Top of TASK INPUTS

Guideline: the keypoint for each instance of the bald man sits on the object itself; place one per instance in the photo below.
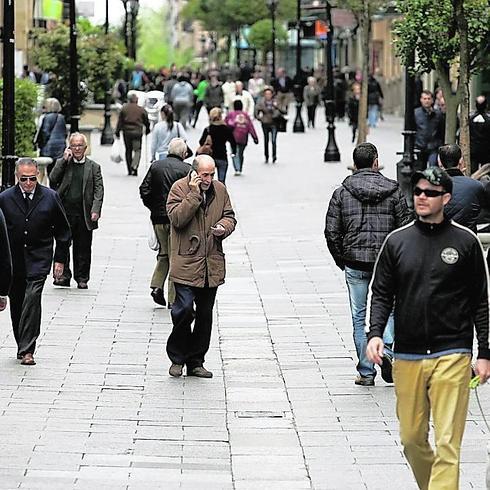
(201, 217)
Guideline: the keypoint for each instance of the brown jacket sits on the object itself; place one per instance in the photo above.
(196, 254)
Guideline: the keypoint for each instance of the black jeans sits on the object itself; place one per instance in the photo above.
(272, 131)
(188, 345)
(132, 142)
(25, 311)
(81, 250)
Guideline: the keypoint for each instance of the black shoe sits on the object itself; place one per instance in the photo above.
(158, 298)
(199, 372)
(62, 282)
(175, 370)
(387, 368)
(364, 381)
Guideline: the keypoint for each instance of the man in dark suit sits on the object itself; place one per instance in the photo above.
(5, 263)
(81, 188)
(35, 218)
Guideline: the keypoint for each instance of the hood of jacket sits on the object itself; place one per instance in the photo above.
(369, 186)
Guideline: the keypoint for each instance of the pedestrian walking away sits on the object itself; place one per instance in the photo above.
(429, 131)
(479, 134)
(132, 120)
(268, 113)
(241, 124)
(220, 134)
(164, 132)
(5, 263)
(154, 191)
(35, 219)
(468, 198)
(201, 217)
(434, 273)
(362, 212)
(79, 183)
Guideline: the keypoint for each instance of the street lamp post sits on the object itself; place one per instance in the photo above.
(405, 167)
(107, 137)
(331, 151)
(8, 96)
(272, 4)
(74, 88)
(134, 9)
(298, 126)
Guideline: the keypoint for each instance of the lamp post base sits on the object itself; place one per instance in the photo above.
(332, 153)
(298, 127)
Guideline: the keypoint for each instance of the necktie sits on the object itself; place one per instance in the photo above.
(27, 200)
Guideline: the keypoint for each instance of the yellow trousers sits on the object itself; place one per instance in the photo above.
(439, 386)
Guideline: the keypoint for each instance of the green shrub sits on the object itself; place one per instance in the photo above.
(26, 93)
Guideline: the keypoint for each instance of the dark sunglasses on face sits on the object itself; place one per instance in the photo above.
(428, 192)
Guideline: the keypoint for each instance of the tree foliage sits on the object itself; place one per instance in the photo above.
(260, 35)
(100, 56)
(152, 26)
(25, 126)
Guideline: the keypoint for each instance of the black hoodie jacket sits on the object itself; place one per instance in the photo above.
(362, 212)
(435, 275)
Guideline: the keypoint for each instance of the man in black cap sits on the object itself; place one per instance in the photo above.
(434, 272)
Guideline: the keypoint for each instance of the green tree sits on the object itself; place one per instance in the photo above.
(152, 26)
(260, 36)
(100, 56)
(25, 125)
(449, 36)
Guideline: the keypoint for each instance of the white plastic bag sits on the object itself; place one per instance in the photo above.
(152, 238)
(117, 151)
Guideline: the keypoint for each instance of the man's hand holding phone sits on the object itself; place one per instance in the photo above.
(67, 154)
(195, 182)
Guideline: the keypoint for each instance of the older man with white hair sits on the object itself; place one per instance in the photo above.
(201, 217)
(154, 192)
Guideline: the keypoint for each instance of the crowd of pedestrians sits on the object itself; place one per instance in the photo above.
(417, 280)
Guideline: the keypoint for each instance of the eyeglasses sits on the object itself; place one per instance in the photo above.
(428, 192)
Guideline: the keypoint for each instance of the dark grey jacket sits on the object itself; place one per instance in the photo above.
(93, 186)
(5, 258)
(467, 199)
(362, 212)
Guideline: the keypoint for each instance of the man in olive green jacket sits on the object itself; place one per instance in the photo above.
(201, 216)
(79, 183)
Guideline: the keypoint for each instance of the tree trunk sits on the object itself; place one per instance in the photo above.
(463, 85)
(452, 103)
(365, 24)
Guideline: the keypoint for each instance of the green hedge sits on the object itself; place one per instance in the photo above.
(26, 93)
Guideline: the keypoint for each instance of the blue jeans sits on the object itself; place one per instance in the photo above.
(358, 285)
(373, 114)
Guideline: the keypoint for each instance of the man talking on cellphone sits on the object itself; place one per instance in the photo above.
(434, 272)
(35, 219)
(201, 217)
(79, 183)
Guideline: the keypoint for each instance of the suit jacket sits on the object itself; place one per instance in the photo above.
(5, 258)
(32, 233)
(93, 186)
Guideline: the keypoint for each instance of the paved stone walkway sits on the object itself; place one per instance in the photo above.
(99, 411)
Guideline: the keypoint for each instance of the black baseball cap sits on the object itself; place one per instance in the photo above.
(436, 176)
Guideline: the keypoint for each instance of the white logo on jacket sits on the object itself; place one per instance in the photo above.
(450, 255)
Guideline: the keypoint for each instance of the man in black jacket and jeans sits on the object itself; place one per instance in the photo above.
(360, 215)
(434, 272)
(154, 192)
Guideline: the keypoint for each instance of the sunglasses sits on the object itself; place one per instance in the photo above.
(428, 192)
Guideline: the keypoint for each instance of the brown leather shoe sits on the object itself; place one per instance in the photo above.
(28, 360)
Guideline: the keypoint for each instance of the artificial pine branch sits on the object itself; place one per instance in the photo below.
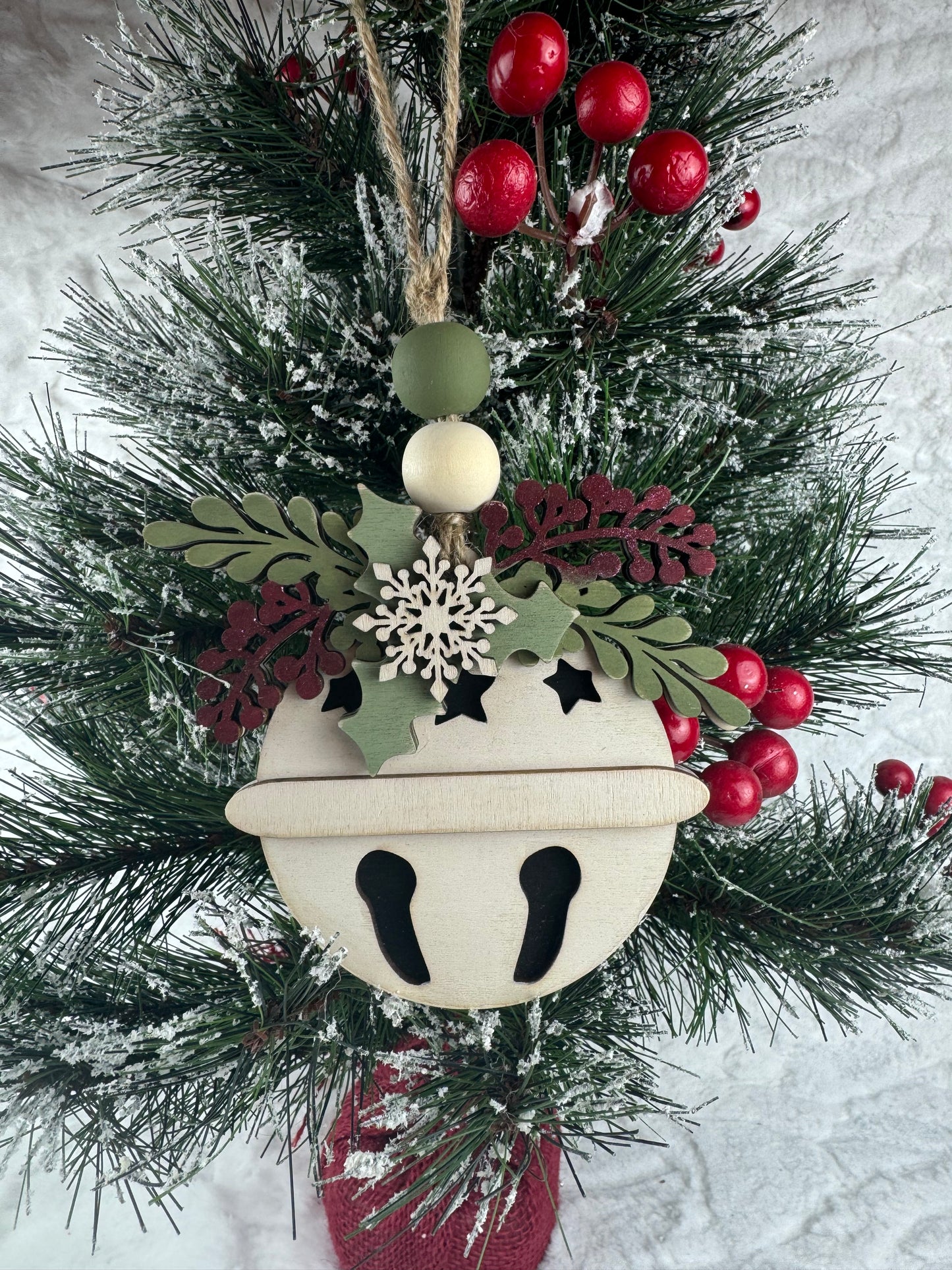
(260, 361)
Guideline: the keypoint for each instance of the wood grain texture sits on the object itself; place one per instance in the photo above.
(466, 811)
(611, 798)
(468, 909)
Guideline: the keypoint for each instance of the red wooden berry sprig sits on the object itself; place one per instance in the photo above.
(761, 764)
(497, 183)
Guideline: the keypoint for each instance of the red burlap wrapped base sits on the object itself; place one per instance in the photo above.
(519, 1245)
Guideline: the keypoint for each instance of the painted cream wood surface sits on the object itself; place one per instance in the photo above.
(530, 779)
(609, 798)
(451, 467)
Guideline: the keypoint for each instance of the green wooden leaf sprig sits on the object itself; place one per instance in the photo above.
(627, 642)
(262, 540)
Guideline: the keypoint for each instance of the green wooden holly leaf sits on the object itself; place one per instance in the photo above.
(385, 534)
(262, 540)
(383, 726)
(541, 624)
(660, 662)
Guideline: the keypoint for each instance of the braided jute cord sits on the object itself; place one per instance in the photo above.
(428, 285)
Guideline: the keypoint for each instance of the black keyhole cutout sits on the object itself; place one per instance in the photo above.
(386, 884)
(550, 879)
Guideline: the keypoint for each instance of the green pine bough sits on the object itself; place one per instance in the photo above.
(257, 360)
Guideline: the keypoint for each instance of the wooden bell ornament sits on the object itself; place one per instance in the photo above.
(501, 861)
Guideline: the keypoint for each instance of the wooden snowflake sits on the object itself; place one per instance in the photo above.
(432, 623)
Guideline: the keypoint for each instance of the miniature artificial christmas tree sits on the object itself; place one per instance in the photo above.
(256, 380)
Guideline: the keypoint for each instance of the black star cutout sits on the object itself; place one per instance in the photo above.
(573, 686)
(345, 694)
(465, 697)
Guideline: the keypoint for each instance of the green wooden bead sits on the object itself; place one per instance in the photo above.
(441, 368)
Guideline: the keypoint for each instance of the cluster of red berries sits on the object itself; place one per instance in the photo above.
(498, 182)
(300, 76)
(894, 776)
(746, 212)
(761, 764)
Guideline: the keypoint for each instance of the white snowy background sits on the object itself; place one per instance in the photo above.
(833, 1155)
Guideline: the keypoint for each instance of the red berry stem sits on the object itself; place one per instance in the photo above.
(541, 164)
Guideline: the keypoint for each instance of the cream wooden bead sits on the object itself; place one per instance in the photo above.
(451, 467)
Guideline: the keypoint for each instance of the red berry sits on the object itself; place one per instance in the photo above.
(612, 102)
(939, 795)
(745, 676)
(737, 794)
(296, 69)
(787, 701)
(527, 64)
(748, 211)
(770, 756)
(893, 774)
(683, 734)
(495, 188)
(668, 172)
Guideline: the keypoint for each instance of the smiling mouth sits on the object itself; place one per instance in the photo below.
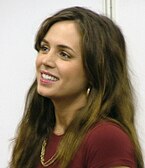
(48, 77)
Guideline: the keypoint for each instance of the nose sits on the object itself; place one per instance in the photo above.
(49, 59)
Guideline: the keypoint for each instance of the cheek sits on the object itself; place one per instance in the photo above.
(37, 62)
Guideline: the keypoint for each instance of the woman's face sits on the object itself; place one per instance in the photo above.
(59, 64)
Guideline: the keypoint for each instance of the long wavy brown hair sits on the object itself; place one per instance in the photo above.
(110, 98)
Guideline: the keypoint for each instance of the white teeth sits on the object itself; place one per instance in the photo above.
(48, 77)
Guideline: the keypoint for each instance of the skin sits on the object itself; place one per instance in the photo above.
(61, 56)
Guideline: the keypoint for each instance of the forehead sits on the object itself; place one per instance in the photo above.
(65, 33)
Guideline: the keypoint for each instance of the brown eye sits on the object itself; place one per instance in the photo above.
(64, 55)
(44, 49)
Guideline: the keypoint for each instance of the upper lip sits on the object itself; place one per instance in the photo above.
(48, 73)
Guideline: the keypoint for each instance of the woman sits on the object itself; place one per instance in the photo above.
(79, 111)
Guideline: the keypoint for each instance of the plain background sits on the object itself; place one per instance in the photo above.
(19, 22)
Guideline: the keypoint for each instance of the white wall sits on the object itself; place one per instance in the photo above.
(19, 21)
(130, 15)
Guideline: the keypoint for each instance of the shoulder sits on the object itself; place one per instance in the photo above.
(107, 130)
(107, 143)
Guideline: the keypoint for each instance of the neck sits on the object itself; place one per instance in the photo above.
(65, 110)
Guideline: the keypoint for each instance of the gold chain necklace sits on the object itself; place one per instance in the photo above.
(42, 154)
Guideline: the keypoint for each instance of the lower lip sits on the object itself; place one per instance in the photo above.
(46, 82)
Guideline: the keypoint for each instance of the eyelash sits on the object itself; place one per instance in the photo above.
(63, 54)
(43, 48)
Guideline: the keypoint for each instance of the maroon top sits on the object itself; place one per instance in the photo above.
(106, 145)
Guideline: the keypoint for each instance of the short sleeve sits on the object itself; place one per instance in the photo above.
(108, 145)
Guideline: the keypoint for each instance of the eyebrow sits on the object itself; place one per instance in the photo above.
(60, 46)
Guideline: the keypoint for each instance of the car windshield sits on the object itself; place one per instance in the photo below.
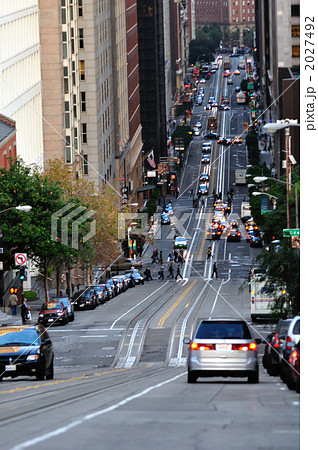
(52, 305)
(19, 336)
(223, 330)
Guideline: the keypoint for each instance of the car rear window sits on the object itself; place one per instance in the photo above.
(223, 330)
(296, 329)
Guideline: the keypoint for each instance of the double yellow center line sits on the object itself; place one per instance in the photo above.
(173, 307)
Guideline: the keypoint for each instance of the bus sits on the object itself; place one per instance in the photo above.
(226, 63)
(262, 297)
(241, 98)
(241, 63)
(212, 119)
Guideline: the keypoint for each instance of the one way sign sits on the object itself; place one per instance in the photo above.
(20, 259)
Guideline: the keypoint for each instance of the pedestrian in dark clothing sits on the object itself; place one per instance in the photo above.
(147, 274)
(179, 273)
(160, 258)
(154, 257)
(161, 274)
(24, 311)
(171, 271)
(215, 271)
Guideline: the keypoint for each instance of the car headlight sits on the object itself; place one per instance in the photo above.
(33, 357)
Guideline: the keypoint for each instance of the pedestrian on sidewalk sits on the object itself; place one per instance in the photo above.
(24, 311)
(161, 274)
(13, 301)
(171, 271)
(160, 258)
(179, 273)
(215, 271)
(147, 274)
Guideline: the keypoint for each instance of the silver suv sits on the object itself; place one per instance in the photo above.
(223, 348)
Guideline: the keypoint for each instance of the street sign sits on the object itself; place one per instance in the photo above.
(287, 232)
(295, 241)
(20, 259)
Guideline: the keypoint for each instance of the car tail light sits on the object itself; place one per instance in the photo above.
(276, 341)
(245, 347)
(293, 357)
(202, 347)
(289, 342)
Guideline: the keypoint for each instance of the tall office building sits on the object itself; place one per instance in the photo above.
(20, 76)
(278, 60)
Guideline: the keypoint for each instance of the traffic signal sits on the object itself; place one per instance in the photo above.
(22, 273)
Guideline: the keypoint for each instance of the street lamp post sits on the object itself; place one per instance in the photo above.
(272, 128)
(261, 179)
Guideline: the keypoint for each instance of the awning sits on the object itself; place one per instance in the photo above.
(147, 187)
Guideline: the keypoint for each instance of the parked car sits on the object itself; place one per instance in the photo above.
(274, 348)
(165, 219)
(84, 300)
(139, 279)
(26, 350)
(293, 378)
(180, 242)
(125, 264)
(223, 348)
(52, 313)
(292, 338)
(100, 293)
(70, 307)
(234, 235)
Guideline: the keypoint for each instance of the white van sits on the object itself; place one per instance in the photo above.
(262, 298)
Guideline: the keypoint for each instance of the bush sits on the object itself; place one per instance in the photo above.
(29, 295)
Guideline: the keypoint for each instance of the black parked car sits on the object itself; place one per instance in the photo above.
(84, 300)
(26, 350)
(274, 348)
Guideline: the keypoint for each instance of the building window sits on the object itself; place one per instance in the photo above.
(67, 114)
(82, 70)
(295, 11)
(83, 101)
(75, 139)
(85, 164)
(64, 44)
(84, 133)
(295, 30)
(65, 79)
(295, 51)
(68, 152)
(74, 107)
(81, 37)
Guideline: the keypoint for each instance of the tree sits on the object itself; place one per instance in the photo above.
(31, 232)
(104, 244)
(282, 267)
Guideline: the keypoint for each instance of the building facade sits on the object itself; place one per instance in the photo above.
(8, 145)
(278, 53)
(20, 76)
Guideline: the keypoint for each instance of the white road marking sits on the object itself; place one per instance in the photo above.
(78, 422)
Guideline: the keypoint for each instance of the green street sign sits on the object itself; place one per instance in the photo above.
(291, 232)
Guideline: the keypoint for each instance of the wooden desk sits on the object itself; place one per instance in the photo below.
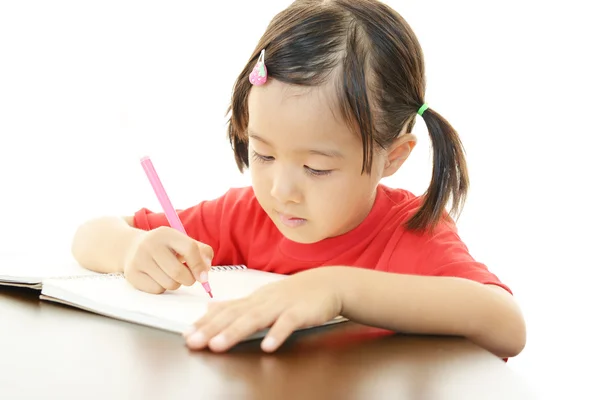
(56, 352)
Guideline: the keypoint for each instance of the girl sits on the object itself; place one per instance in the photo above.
(323, 111)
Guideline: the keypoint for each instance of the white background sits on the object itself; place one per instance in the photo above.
(87, 88)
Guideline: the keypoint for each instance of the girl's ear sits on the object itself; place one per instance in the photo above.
(398, 152)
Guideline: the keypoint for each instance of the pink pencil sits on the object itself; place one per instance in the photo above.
(167, 207)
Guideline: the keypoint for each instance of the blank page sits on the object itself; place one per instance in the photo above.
(31, 270)
(114, 296)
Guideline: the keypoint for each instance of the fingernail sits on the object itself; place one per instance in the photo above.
(218, 341)
(269, 344)
(189, 331)
(203, 276)
(196, 339)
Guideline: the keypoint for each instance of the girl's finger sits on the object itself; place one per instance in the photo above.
(144, 282)
(173, 267)
(156, 273)
(253, 320)
(284, 326)
(213, 322)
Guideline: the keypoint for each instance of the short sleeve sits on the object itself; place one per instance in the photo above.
(441, 253)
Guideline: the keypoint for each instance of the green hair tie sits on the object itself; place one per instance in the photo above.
(422, 109)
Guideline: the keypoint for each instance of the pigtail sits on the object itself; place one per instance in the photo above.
(449, 176)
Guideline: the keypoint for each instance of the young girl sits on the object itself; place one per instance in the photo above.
(322, 111)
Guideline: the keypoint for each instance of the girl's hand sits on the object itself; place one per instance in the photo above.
(155, 261)
(303, 300)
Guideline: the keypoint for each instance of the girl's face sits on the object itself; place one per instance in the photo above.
(306, 164)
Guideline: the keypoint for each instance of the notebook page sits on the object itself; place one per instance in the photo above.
(172, 310)
(28, 269)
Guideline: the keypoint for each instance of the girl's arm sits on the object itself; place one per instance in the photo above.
(485, 314)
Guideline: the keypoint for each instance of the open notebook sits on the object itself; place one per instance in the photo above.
(30, 272)
(112, 296)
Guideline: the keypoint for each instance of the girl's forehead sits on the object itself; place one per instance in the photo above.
(279, 106)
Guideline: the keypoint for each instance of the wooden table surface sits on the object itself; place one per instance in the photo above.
(52, 351)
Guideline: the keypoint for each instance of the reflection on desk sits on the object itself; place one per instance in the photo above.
(53, 351)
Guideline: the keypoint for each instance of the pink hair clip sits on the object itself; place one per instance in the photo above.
(258, 76)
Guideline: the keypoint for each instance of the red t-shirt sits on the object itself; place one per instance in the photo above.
(240, 232)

Bottom of TASK INPUTS

**PROBLEM REQUIREMENTS**
Beginning with the line that contains "Guideline: the keypoint for each instance of the pigtail", set down every line through the end of the data without change.

**ANSWER TO THE PROBLEM**
Guideline: the keypoint for each instance of the pigtail sits on the object itself; place one per instance in the photo above.
(449, 176)
Guideline: the keypoint for each instance of the young girl sits on the object itself; place one per instance in the photo above.
(322, 111)
Guideline: the keypoint for each instance of the girl's hand sits on the object itself; place one per instance in the photo above.
(155, 261)
(303, 300)
Guideline: the keypoint for each instance of the girl's face sits on the object itself; place one per instance in the photo above.
(306, 164)
Guideline: the keypoint for each instance of the notebook page sits on the object itself; place one per instance in the photo above.
(172, 310)
(28, 269)
Guideline: the keypoint for each instance of the girl's arm sits on the object itself; place one per instance in the photo above.
(485, 314)
Guideline: the keypoint for each instance of the open notebook sits on the object itself; place one per instance in the photo above.
(30, 272)
(112, 296)
Guideline: the keypoint for each instance of the girl's forehead sits on the object itself; place one per instance in the photo above.
(279, 106)
Guideline: the keypoint for each instance of the wooden table surface sits on the object itself; place one per instance in the photo above.
(52, 351)
Guideline: the keypoint for each instance of the reflection on desk sits on the object itself; place one per instance in the photo above.
(53, 351)
Guideline: the keypoint for each instance of the pink hair clip sits on the object itself; place one per instance in the photo above.
(258, 76)
Guideline: the keypoint for each instance of the red t-shirt sits on the object itself; place one per instance in the photo above.
(240, 232)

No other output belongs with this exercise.